== WHAT IS EXPECTED ==
Would you return all of this data exactly, leaving nothing out?

== Named object pointing entries ==
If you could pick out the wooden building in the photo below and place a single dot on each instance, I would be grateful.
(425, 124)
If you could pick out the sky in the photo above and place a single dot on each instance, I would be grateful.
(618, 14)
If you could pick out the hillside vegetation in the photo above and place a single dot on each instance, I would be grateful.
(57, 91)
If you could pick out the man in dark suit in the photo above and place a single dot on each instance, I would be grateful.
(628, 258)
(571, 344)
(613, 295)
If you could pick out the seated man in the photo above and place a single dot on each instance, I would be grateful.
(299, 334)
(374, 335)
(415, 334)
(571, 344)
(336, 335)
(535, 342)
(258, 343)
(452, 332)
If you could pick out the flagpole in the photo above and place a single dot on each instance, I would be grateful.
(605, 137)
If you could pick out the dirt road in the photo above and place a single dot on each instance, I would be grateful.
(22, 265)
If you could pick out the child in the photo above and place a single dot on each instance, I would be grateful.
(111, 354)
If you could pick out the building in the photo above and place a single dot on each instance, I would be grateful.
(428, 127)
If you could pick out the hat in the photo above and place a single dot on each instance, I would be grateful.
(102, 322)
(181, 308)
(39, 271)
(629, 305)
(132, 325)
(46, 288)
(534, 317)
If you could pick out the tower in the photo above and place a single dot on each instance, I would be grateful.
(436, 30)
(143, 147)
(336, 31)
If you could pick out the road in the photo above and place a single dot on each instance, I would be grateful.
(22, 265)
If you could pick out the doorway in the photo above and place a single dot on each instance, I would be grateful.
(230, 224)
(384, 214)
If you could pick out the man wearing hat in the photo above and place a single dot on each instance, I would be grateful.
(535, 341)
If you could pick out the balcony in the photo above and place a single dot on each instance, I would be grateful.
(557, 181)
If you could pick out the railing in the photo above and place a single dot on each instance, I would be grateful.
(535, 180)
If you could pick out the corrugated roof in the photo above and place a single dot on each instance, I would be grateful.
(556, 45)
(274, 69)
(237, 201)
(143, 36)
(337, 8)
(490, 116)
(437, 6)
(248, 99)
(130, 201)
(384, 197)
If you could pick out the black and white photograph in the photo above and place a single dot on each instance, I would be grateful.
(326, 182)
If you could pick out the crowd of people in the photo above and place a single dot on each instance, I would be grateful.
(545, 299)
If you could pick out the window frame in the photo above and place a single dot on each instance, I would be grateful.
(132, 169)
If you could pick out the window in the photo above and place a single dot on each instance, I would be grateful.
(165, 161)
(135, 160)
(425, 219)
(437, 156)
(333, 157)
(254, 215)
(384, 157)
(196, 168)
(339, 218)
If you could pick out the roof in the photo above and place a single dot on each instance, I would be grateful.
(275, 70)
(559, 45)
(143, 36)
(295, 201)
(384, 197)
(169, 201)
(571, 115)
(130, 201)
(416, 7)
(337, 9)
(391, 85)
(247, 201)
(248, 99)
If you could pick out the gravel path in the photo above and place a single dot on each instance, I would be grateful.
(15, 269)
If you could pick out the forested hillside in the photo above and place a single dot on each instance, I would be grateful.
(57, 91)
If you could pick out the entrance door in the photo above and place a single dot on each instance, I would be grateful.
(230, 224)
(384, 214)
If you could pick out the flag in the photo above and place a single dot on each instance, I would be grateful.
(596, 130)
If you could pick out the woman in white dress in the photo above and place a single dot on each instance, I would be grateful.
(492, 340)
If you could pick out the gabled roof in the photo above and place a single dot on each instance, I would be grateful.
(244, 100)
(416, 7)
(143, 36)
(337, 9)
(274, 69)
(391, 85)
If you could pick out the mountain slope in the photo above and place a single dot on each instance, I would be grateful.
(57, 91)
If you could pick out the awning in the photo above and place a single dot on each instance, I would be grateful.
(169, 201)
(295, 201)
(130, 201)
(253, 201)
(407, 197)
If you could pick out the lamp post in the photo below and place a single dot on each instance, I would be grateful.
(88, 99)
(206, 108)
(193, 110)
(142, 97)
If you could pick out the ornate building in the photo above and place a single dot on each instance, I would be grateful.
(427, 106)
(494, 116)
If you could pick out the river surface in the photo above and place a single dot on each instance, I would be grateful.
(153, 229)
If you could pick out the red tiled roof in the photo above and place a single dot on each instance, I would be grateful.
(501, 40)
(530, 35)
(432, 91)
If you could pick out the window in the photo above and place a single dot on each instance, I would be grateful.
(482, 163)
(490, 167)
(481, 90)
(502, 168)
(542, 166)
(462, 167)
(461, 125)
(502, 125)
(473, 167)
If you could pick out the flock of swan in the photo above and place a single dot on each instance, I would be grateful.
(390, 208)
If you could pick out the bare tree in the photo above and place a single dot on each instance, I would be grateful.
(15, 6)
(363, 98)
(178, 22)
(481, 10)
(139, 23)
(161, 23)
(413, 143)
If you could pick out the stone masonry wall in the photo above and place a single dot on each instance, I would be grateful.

== OUTPUT FOR THIS EXERCISE ==
If you could pick out the wooden building in the photo below and place a single dot on each instance, I would be grateful.
(425, 124)
If you could pick out the sky in the photo above and place a single dot on each instance, I would be grateful.
(618, 14)
If you could pick out the hillside vegetation in the photo above and place a single dot on each instance, I would be grateful.
(57, 91)
If you could pick out the man in dark suit in the photo above and place a single dot on each instance, I would be grateful.
(628, 258)
(571, 344)
(613, 295)
If you could pick out the seated man in the photo above and place a single dot on each instance, I would be grateful.
(299, 334)
(374, 335)
(415, 334)
(571, 344)
(336, 335)
(535, 342)
(258, 343)
(452, 332)
If you could pick out the flagpole in the photo above and place a single dot on each instance, I would be grateful.
(605, 137)
If you could pick out the dirt road in the photo above and place a single dot on each instance, I would be grateful.
(22, 265)
If you could pick out the child in the photo above and place a single dot on each instance, I would be grateful.
(111, 354)
If you could pick out the building in the photo above and place a single dot on each instance, I would be grateful.
(428, 127)
If you could pick out the hat in the photo above and place a single dot on each instance, I would be grateful.
(102, 322)
(181, 308)
(39, 271)
(629, 305)
(132, 325)
(46, 288)
(534, 317)
If you could pick out the tower in the photo above and place a single dot on each instance, I would be grateful.
(436, 30)
(143, 147)
(336, 31)
If you could pick out the road in the photo above and place a single dot on each instance, I would be grateful.
(22, 265)
If you could pick out the doorway in the photo above and place a single dot on each instance, I would be grateful.
(230, 224)
(384, 214)
If you could pick out the man wearing hat in the photo above and place a single dot on each instance, I would be grateful.
(535, 341)
If you could pick out the balcony in the photo above and place a single dot on each instance, I would be grateful.
(557, 181)
If you could pick out the railing in the photo above and place a single dot on each instance, I would be grateful.
(535, 180)
If you could pick out the corrugated roof in the photo above and place a single dot on each instance, I would be grateful.
(556, 45)
(274, 69)
(237, 201)
(143, 36)
(337, 8)
(490, 116)
(437, 6)
(248, 99)
(130, 201)
(384, 197)
If you could pick out the black and white photograph in the photo above and place a single dot on each instance, I would be grateful.
(326, 182)
If you could pick out the crowd of people in the photo above and place a single dot on each instance, I would be grateful.
(545, 299)
If you could pick out the window frame in the photo above and place a single dot on each instance, I would be grateful.
(132, 169)
If you could pick out the window in the photo above and place a single dot on each instance, I would be grateful.
(165, 161)
(135, 160)
(425, 219)
(437, 156)
(333, 157)
(254, 215)
(384, 157)
(196, 168)
(339, 218)
If you could pick out the roof in the photo above and place a single dot on each instance, I would be grateful.
(275, 70)
(559, 45)
(143, 36)
(295, 201)
(384, 197)
(169, 201)
(571, 115)
(130, 201)
(416, 7)
(337, 9)
(391, 85)
(247, 201)
(248, 99)
If you could pick out the gravel path in the photo above and place a single dot on each instance, I would be grateful.
(15, 269)
If you could pick out the forested hillside in the photo above and place a single dot on each instance, I would be grateful.
(57, 91)
If you could pick out the entrance door in the photo above and place a single dot on each instance, I would be grateful.
(230, 224)
(384, 214)
If you could pick out the flag in the photo above and place a single dot on each instance, I would be grateful.
(596, 130)
If you could pick out the woman in white dress in the photo above and place a single dot on each instance, I would be grateful.
(492, 340)
If you could pick out the gabled roof in the photo above and place a single dot on each instance, I would be grateful.
(244, 100)
(416, 7)
(143, 36)
(337, 9)
(274, 69)
(391, 85)
If you could pick out the mountain slope in the photo above and place a single dot on each instance, I would be grateful.
(57, 91)
If you could pick out the awning in the photo above and place a single dot on each instance, I would be grateful.
(169, 201)
(295, 201)
(130, 201)
(253, 201)
(407, 197)
If you could pick out the lamp post in the photo below and place a single dot on each instance, I would be grateful.
(88, 99)
(206, 108)
(193, 110)
(142, 97)
If you could pick out the ornate building in the photo above and place a single dot on each instance, I would be grateful.
(427, 106)
(494, 116)
If you could pick out the river surface in the photo above and place a single dot on each instance, I would be grateful.
(153, 229)
If you could pick out the red tiled roof in the photo above and place a single dot on each instance, I would be grateful.
(501, 40)
(530, 35)
(432, 91)
If you could pick out the window in the photo above and place a single dot on each instance, I would be grateful.
(482, 163)
(490, 167)
(481, 90)
(502, 168)
(542, 166)
(462, 167)
(461, 125)
(502, 125)
(473, 167)
If you could pick out the flock of swan in the photo above and place a single dot on each instance, I would be grateful.
(390, 208)
If you could pick out the bare tree in the photo above and place a single dot on each instance, I would be grateful.
(15, 6)
(363, 98)
(178, 22)
(481, 10)
(139, 23)
(161, 23)
(413, 143)
If you could pick out the stone masonry wall in the photo above and place a single dot on each instance, I would be grateful.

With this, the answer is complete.